» Task to complete
Can you copy out everything in the listing from its first line down to the line containing "box: [57, 41, 161, 161]", with both of those lines included and the pictures left out?

» Data records
┄┄┄┄┄┄┄┄┄┄┄┄┄┄┄┄┄┄┄┄

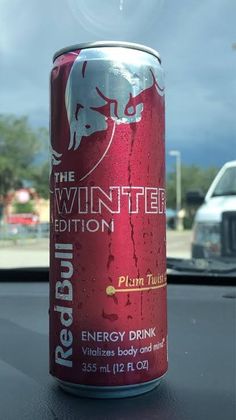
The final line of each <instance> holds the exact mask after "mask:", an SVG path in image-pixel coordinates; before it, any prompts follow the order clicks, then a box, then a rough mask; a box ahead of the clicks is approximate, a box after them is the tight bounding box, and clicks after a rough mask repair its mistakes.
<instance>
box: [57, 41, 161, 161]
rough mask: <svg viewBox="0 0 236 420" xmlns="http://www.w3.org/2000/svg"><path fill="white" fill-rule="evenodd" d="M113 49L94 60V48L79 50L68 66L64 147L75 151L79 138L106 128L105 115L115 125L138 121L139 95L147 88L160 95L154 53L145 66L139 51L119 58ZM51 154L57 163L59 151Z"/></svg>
mask: <svg viewBox="0 0 236 420" xmlns="http://www.w3.org/2000/svg"><path fill="white" fill-rule="evenodd" d="M115 50H116V51H114V53H113V54H114V57H111V51H109V56H107V57H106V53H104V51H103V55H102V57H101V58H98V59H95V56H94V50H92V49H91V50H90V49H87V50H82V51H80V53H79V54H78V56H77V58H76V59H75V61H74V63H73V65H72V67H71V70H70V73H69V76H68V80H67V84H66V89H65V106H66V112H67V118H68V122H69V126H70V139H69V143H68V146H67V150H77V149H78V148H79V146H80V143H81V140H82V139H83V138H86V137H89V136H91V135H92V134H94V133H96V132H101V131H103V130H107V127H108V118H110V119H112V120H113V121H114V122H115V124H132V123H137V122H139V121H140V120H141V118H142V111H143V108H144V103H143V102H142V99H140V94H141V93H143V92H144V91H146V90H147V89H149V88H155V89H156V91H157V92H158V94H159V95H161V96H162V95H164V84H163V73H162V70H161V66H158V63H157V59H156V58H155V57H154V56H151V57H150V56H149V66H148V67H147V66H146V63H145V62H144V63H143V65H142V59H143V56H144V55H145V54H144V53H143V52H142V51H134V50H127V51H126V54H127V56H126V58H125V60H124V61H122V60H120V59H119V57H117V55H115V54H117V49H115ZM96 53H97V56H98V57H99V52H98V50H97V51H96ZM152 60H153V66H152ZM51 153H52V165H58V164H60V162H61V157H62V154H61V153H58V152H57V151H55V150H53V149H51Z"/></svg>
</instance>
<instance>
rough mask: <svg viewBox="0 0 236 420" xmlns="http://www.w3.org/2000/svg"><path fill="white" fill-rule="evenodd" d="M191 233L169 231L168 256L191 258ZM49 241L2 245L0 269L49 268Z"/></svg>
mask: <svg viewBox="0 0 236 420" xmlns="http://www.w3.org/2000/svg"><path fill="white" fill-rule="evenodd" d="M190 242H191V231H183V232H177V231H174V230H168V231H167V256H168V257H176V258H190V247H191V245H190ZM48 265H49V241H48V239H39V240H37V239H35V240H28V241H27V240H22V241H18V242H16V243H14V242H10V241H8V243H5V245H4V244H3V242H2V243H0V268H16V267H48Z"/></svg>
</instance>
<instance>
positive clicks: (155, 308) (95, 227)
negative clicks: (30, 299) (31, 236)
mask: <svg viewBox="0 0 236 420" xmlns="http://www.w3.org/2000/svg"><path fill="white" fill-rule="evenodd" d="M111 44H112V45H111ZM96 45H98V46H95V47H94V45H92V44H89V45H86V46H85V45H81V46H78V47H76V48H78V49H76V50H73V48H72V51H71V50H64V51H61V52H60V53H59V54H58V56H57V57H58V58H56V60H55V62H54V66H53V70H52V77H51V89H52V94H51V142H52V143H51V146H52V164H53V168H52V169H53V170H52V174H51V177H50V187H51V219H50V220H51V224H50V225H51V236H50V237H51V242H50V244H51V245H50V254H51V259H50V261H51V268H50V298H51V306H50V365H51V373H52V375H53V376H55V377H56V378H57V379H59V381H60V383H61V385H62V386H63V387H67V389H68V390H72V389H73V392H77V393H78V394H79V395H88V396H91V394H90V392H91V391H92V392H93V395H96V396H105V397H106V396H107V395H108V394H107V392H108V393H110V394H109V395H110V396H127V395H129V392H130V395H135V394H136V393H137V394H139V393H142V392H144V391H143V390H145V391H147V390H148V389H151V388H153V387H154V386H155V385H156V384H157V383H158V381H159V379H160V378H161V377H162V376H163V375H164V373H165V372H166V369H167V323H166V258H165V231H166V222H165V176H164V173H165V149H164V143H165V141H164V140H165V115H164V106H165V105H164V81H163V70H162V68H161V65H160V62H159V60H158V55H157V56H155V54H154V53H152V52H151V54H150V50H149V49H145V48H146V47H145V48H143V47H141V46H133V45H132V44H123V46H122V45H120V44H117V43H114V44H113V43H111V42H110V43H109V42H108V43H105V45H104V44H103V43H102V44H96ZM139 384H140V385H141V387H140V388H139V387H138V386H137V385H139ZM123 386H124V387H123ZM104 388H105V389H106V391H104ZM86 393H87V394H86Z"/></svg>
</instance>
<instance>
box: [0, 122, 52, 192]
mask: <svg viewBox="0 0 236 420" xmlns="http://www.w3.org/2000/svg"><path fill="white" fill-rule="evenodd" d="M47 137H48V133H47V130H46V129H44V128H40V129H32V128H31V127H30V125H29V122H28V119H27V117H14V116H11V115H7V116H4V115H0V196H3V197H5V196H6V195H7V193H8V192H9V191H10V190H15V189H18V188H20V187H21V186H22V185H23V183H24V181H27V182H31V183H32V184H34V182H35V183H36V178H37V176H36V173H41V174H42V173H44V172H43V171H44V170H45V169H41V167H44V165H37V164H36V162H37V156H38V154H39V152H40V151H41V150H42V149H43V148H45V145H46V143H47ZM45 166H46V165H45ZM40 171H41V172H40ZM37 182H38V184H40V182H39V179H38V180H37ZM41 184H45V185H47V184H48V181H47V182H46V180H45V176H43V177H41ZM32 186H34V185H32ZM44 188H46V187H44Z"/></svg>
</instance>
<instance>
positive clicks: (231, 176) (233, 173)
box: [213, 166, 236, 197]
mask: <svg viewBox="0 0 236 420" xmlns="http://www.w3.org/2000/svg"><path fill="white" fill-rule="evenodd" d="M235 194H236V166H233V167H231V168H228V169H226V171H225V172H224V174H223V175H222V177H221V178H220V180H219V182H218V184H217V185H216V187H215V190H214V193H213V197H214V196H218V195H235Z"/></svg>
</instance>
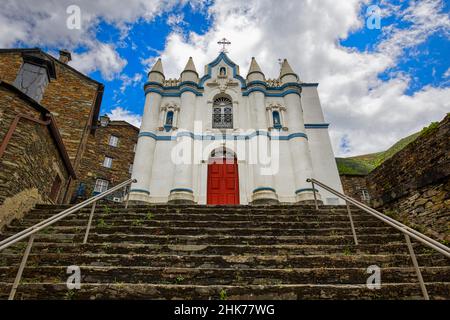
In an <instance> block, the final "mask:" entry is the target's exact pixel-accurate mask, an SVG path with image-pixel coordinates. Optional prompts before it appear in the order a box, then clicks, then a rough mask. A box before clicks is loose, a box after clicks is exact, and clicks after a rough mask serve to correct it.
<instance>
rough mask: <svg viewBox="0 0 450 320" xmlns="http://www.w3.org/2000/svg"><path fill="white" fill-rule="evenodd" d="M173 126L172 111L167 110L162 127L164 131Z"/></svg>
mask: <svg viewBox="0 0 450 320" xmlns="http://www.w3.org/2000/svg"><path fill="white" fill-rule="evenodd" d="M172 126H173V111H169V112H167V115H166V123H165V124H164V129H166V131H169V130H170V129H172Z"/></svg>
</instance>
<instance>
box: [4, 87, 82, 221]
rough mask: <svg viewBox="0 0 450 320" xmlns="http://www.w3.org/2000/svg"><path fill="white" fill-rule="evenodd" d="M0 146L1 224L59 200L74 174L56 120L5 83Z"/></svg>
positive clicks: (73, 171)
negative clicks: (59, 131) (61, 137)
mask: <svg viewBox="0 0 450 320" xmlns="http://www.w3.org/2000/svg"><path fill="white" fill-rule="evenodd" d="M0 143H1V144H0V226H2V225H4V224H5V223H8V222H9V221H11V220H12V219H14V218H16V217H19V216H20V215H21V214H23V213H24V212H26V211H28V210H29V209H31V208H32V207H33V206H34V204H36V203H38V202H40V203H42V202H46V203H61V202H63V200H64V197H65V196H66V192H67V186H68V184H69V182H70V180H71V179H75V178H76V176H75V171H74V169H73V166H72V163H71V161H70V159H69V156H68V154H67V151H66V149H65V147H64V144H63V141H62V138H61V136H60V134H59V130H58V127H57V124H56V120H55V117H54V116H53V115H52V114H51V113H50V112H49V110H47V109H46V108H44V107H43V106H42V105H40V104H39V103H37V102H36V101H35V100H34V99H32V98H30V97H29V96H28V95H27V94H25V93H23V92H22V91H21V90H19V89H17V88H16V87H15V86H13V85H11V84H9V83H6V82H3V81H0Z"/></svg>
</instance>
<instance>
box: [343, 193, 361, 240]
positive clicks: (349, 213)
mask: <svg viewBox="0 0 450 320" xmlns="http://www.w3.org/2000/svg"><path fill="white" fill-rule="evenodd" d="M345 204H346V205H347V213H348V218H349V219H350V225H351V227H352V233H353V240H354V241H355V245H358V238H357V237H356V230H355V225H354V224H353V217H352V212H351V210H350V204H349V203H348V201H347V200H345Z"/></svg>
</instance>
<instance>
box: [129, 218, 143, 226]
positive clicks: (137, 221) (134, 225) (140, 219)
mask: <svg viewBox="0 0 450 320" xmlns="http://www.w3.org/2000/svg"><path fill="white" fill-rule="evenodd" d="M131 224H132V225H133V226H134V227H141V226H142V225H143V221H142V220H141V219H134V220H133V222H132V223H131Z"/></svg>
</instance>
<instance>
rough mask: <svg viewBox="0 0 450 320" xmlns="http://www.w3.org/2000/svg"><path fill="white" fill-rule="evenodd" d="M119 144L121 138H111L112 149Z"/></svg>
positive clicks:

┄┄┄┄┄┄┄┄┄┄┄┄┄┄┄┄┄┄┄┄

» Answer box
The final line of each <instance> holds the exact mask after "mask:", an SVG path in image-pixel coordinates; before it, any prompts follow the order clicks, then a box, then a rough mask; a box ahead of the clicks is approximate, a box after them is the tight bounding box, and clicks after a rough mask repair its mistakes.
<instance>
box: [57, 41, 161, 161]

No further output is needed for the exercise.